• _Dataset_
═══
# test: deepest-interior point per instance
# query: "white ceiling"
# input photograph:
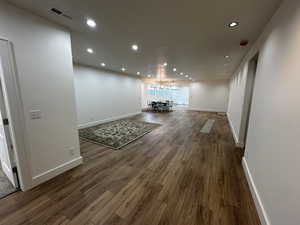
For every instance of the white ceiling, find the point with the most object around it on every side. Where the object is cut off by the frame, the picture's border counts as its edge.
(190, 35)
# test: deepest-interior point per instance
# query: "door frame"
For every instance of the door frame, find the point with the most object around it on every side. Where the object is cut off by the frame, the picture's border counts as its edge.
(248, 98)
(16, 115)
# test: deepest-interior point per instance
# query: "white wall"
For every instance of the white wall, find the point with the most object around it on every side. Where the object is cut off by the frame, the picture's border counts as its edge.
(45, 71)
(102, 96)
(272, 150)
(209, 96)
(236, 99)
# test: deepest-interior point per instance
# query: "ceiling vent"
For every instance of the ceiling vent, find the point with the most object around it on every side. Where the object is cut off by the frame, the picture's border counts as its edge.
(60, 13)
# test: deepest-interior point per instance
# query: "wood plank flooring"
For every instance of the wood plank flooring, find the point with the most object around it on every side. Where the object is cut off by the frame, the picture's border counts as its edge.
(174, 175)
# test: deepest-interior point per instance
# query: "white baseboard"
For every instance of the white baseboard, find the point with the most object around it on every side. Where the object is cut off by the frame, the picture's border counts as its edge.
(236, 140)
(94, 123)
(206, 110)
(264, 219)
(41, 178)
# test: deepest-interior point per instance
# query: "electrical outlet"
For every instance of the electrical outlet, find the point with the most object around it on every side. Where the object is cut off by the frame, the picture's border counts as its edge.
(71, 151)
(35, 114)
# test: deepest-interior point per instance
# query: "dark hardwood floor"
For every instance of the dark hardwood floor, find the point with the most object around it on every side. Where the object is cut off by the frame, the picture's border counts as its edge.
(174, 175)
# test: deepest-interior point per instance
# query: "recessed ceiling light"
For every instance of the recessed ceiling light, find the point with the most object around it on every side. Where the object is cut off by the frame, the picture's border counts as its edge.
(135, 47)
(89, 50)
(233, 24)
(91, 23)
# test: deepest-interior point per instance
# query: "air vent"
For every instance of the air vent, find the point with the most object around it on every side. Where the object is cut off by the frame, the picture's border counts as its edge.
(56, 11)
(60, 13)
═══
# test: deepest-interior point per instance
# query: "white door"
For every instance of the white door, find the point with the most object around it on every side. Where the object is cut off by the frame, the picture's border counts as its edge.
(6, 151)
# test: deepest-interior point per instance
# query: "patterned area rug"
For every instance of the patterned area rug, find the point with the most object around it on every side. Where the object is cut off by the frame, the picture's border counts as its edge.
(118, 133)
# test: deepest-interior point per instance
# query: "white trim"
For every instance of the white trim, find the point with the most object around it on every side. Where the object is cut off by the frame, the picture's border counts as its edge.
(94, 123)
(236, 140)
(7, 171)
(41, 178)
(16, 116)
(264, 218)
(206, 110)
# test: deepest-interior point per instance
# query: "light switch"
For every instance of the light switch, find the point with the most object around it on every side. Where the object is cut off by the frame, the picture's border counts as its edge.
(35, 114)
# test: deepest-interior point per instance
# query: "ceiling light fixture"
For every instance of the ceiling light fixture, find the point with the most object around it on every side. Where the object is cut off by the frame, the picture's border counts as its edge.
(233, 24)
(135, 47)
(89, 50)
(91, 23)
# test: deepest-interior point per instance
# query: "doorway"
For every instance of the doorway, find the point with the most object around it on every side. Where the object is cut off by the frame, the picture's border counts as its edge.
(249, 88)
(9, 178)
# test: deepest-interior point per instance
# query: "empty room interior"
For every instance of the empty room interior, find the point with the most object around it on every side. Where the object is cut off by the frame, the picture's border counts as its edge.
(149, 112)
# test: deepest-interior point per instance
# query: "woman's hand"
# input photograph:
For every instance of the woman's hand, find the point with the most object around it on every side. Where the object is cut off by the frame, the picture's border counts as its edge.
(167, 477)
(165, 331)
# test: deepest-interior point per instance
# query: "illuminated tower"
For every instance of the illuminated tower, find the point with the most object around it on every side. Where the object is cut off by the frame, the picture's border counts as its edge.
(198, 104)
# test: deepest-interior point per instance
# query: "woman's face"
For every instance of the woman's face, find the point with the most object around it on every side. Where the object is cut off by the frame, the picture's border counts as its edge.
═══
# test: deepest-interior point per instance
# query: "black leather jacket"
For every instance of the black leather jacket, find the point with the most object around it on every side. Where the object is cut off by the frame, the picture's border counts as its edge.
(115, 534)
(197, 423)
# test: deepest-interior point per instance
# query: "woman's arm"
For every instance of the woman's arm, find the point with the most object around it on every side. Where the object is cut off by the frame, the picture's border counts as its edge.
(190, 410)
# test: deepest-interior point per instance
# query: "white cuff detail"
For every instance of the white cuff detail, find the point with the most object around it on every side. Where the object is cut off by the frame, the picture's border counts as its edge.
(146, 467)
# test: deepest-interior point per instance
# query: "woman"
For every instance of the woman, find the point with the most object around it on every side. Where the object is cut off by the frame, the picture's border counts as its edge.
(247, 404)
═══
• _What needs to be done_
Copy each line of the records that contains the word "face".

• _Response_
# query: "woman's face"
For every instance of the woman's face, find the point with the most object around it on every side. Where the object is cut off by the frame, the picture's border counts as its edge.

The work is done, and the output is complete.